Thanks for the trace and link. It's very useful.
You may, probably, add above link to the commit message via 'Reported-at' tag.

Regarding the issue.
Is it correct that this issue only happens for userspace datapath?
In case of userspace datapath execution of the packet actions happens
in the same thread that handles the ofproto packet-out request. This
is seen in above stack trace.  But in case of kernel datapath,
packet_execute() sends packet to the kernel via netlink and further
processing will happen in a separate thread that handles upcall (if any).

If above statements are correct, there could be another way to fix the
issue.

Ben, you said previously:

> How do we fix this?

(Point annotations for photos)
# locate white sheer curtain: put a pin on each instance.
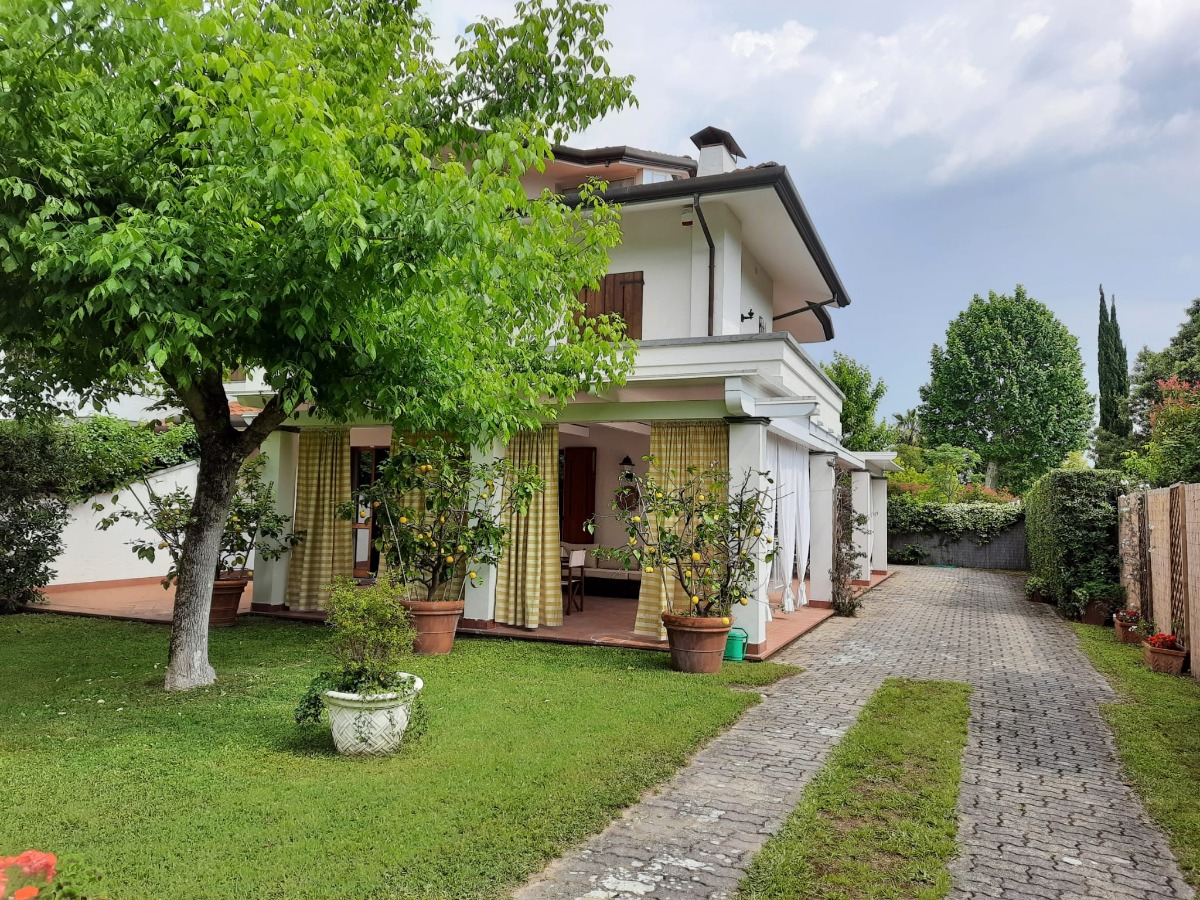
(791, 474)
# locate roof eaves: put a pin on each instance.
(623, 154)
(743, 180)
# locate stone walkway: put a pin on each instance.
(1043, 810)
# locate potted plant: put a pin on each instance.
(703, 540)
(253, 526)
(1126, 625)
(441, 516)
(371, 702)
(1163, 653)
(1095, 601)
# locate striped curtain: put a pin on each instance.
(675, 447)
(323, 484)
(528, 577)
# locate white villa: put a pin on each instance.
(721, 280)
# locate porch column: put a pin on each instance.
(282, 451)
(861, 499)
(880, 525)
(480, 601)
(748, 451)
(821, 477)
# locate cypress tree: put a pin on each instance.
(1104, 360)
(1120, 369)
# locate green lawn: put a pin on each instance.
(1157, 727)
(531, 747)
(880, 819)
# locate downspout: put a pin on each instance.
(712, 259)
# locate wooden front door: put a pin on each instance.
(576, 493)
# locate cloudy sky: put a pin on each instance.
(943, 148)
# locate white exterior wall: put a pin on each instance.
(91, 555)
(756, 295)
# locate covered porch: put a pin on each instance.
(683, 413)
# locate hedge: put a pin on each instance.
(47, 465)
(953, 521)
(37, 475)
(1071, 531)
(111, 453)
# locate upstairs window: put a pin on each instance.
(619, 294)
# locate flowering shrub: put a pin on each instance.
(1174, 450)
(1164, 642)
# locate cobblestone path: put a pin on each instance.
(1043, 810)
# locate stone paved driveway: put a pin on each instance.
(1043, 811)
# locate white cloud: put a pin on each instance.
(929, 78)
(777, 51)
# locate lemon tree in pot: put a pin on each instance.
(252, 527)
(441, 521)
(703, 537)
(370, 700)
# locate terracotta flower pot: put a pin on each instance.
(1161, 659)
(697, 643)
(226, 598)
(436, 622)
(1126, 631)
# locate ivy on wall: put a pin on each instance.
(952, 521)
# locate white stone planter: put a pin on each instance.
(371, 724)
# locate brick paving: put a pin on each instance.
(1043, 809)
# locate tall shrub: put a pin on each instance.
(36, 466)
(1071, 527)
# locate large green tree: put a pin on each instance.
(861, 429)
(193, 186)
(1009, 385)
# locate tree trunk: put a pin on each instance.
(993, 475)
(187, 666)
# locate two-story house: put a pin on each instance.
(721, 280)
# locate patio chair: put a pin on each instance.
(573, 581)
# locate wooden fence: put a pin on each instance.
(1161, 559)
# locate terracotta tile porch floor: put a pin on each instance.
(605, 622)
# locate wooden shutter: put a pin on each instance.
(619, 294)
(579, 493)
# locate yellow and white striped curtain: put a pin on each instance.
(675, 447)
(323, 484)
(528, 589)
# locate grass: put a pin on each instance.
(880, 819)
(1157, 729)
(217, 793)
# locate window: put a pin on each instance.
(618, 294)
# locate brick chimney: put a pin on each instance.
(718, 151)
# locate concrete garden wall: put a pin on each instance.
(1005, 551)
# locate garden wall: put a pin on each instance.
(1161, 559)
(91, 555)
(1005, 551)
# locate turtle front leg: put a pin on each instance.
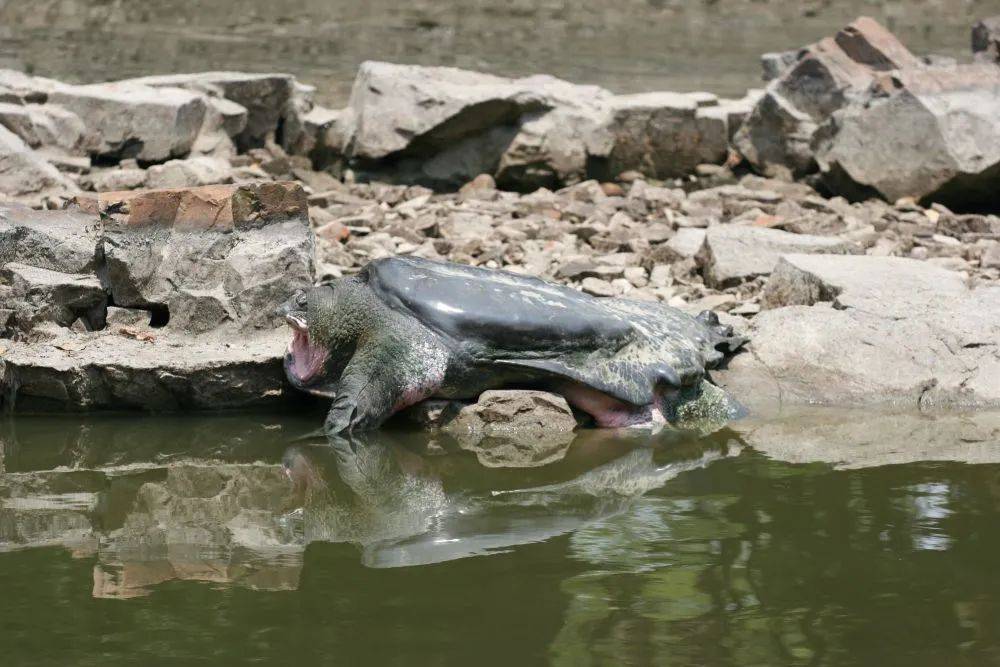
(364, 398)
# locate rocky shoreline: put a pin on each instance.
(845, 217)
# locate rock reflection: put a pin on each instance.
(193, 514)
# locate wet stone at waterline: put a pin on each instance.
(204, 529)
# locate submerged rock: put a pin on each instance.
(826, 75)
(514, 428)
(23, 172)
(870, 147)
(130, 120)
(986, 40)
(735, 253)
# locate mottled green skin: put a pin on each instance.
(426, 330)
(381, 360)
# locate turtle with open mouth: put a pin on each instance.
(406, 329)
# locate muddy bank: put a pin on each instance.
(151, 226)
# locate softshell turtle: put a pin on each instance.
(405, 329)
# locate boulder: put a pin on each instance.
(864, 438)
(986, 40)
(194, 278)
(207, 257)
(26, 174)
(553, 147)
(930, 134)
(461, 123)
(869, 331)
(42, 295)
(48, 126)
(219, 207)
(314, 134)
(514, 428)
(734, 253)
(776, 137)
(665, 135)
(263, 96)
(63, 241)
(129, 120)
(113, 370)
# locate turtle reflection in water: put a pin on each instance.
(404, 509)
(407, 329)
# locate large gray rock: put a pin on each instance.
(870, 331)
(263, 96)
(734, 253)
(130, 120)
(986, 40)
(930, 134)
(865, 438)
(665, 135)
(26, 174)
(189, 173)
(776, 137)
(206, 279)
(514, 428)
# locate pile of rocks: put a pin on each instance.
(152, 300)
(183, 208)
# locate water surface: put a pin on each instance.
(625, 46)
(827, 538)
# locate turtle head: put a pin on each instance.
(325, 325)
(306, 357)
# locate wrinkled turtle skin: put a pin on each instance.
(406, 329)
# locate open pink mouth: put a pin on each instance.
(305, 359)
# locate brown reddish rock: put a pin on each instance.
(218, 207)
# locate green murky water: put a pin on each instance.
(626, 46)
(823, 539)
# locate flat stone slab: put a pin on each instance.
(220, 207)
(116, 369)
(864, 331)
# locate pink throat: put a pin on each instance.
(306, 359)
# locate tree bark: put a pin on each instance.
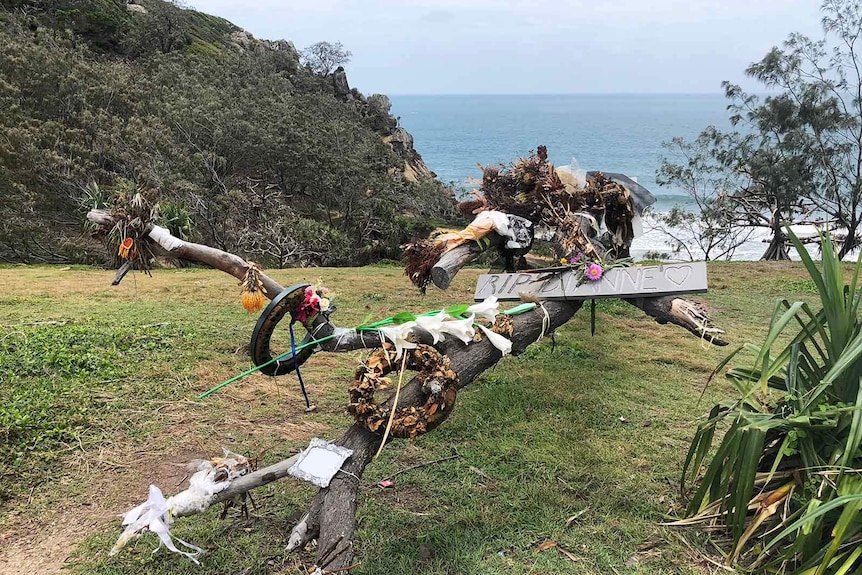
(332, 514)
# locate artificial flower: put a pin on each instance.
(460, 328)
(486, 309)
(593, 272)
(502, 343)
(252, 288)
(252, 300)
(153, 515)
(309, 306)
(127, 249)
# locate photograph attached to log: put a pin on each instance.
(448, 347)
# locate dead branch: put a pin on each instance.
(331, 515)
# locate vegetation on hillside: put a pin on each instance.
(255, 152)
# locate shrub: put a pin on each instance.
(786, 479)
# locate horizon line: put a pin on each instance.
(558, 93)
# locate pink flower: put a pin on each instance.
(309, 307)
(593, 272)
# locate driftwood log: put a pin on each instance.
(331, 517)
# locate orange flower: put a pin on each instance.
(128, 249)
(252, 300)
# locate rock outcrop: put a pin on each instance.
(415, 169)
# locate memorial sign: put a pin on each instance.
(635, 281)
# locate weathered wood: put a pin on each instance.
(331, 517)
(451, 262)
(332, 507)
(640, 281)
(177, 248)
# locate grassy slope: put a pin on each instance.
(596, 427)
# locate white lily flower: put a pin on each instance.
(154, 515)
(433, 324)
(487, 309)
(397, 334)
(502, 343)
(460, 328)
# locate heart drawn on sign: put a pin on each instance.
(677, 274)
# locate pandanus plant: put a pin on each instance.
(785, 481)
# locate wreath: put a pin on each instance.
(438, 381)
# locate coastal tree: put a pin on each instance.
(795, 156)
(708, 229)
(324, 57)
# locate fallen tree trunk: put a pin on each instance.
(331, 515)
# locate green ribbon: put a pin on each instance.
(517, 310)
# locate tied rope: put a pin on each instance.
(298, 373)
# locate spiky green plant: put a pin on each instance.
(786, 479)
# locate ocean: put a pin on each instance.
(614, 133)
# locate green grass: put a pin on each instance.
(596, 427)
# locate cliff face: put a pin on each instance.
(415, 169)
(243, 145)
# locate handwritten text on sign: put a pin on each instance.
(643, 281)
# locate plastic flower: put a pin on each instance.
(127, 249)
(504, 344)
(309, 306)
(153, 515)
(593, 272)
(252, 300)
(252, 289)
(460, 328)
(487, 309)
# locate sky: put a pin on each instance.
(533, 46)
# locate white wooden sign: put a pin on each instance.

> Exercise set
A. In the datapath message, what does the writer suggest adding to the commit message, and by what means?
B. Say whether each statement agrees with the datapath message. Give yes or no, and quote the deciding words: (i) With the userspace datapath, packet actions run in the same thread that handles the ofproto packet-out request. (ii) With the kernel datapath, packet_execute() sends the packet to the kernel via netlink. (iii) The writer says no other fix for the issue is possible.
C. Reproduce the stretch of the datapath message from "Thanks for the" through "upcall (if any).", word for word.

> Per-task answers
A. The link, added through a 'Reported-at' tag.

B.
(i) Yes: "In case of userspace datapath execution of the packet actions happens in the same thread that handles the ofproto packet-out request."
(ii) Yes: "in case of kernel datapath, packet_execute() sends packet to the kernel via netlink"
(iii) No: "there could be another way to fix the issue."

C.
Thanks for the trace and link. It's very useful.
You may, probably, add above link to the commit message via 'Reported-at' tag.

Regarding the issue.
Is it correct that this issue only happens for userspace datapath?
In case of userspace datapath execution of the packet actions happens
in the same thread that handles the ofproto packet-out request. This
is seen in above stack trace.  But in case of kernel datapath,
packet_execute() sends packet to the kernel via netlink and further
processing will happen in a separate thread that handles upcall (if any).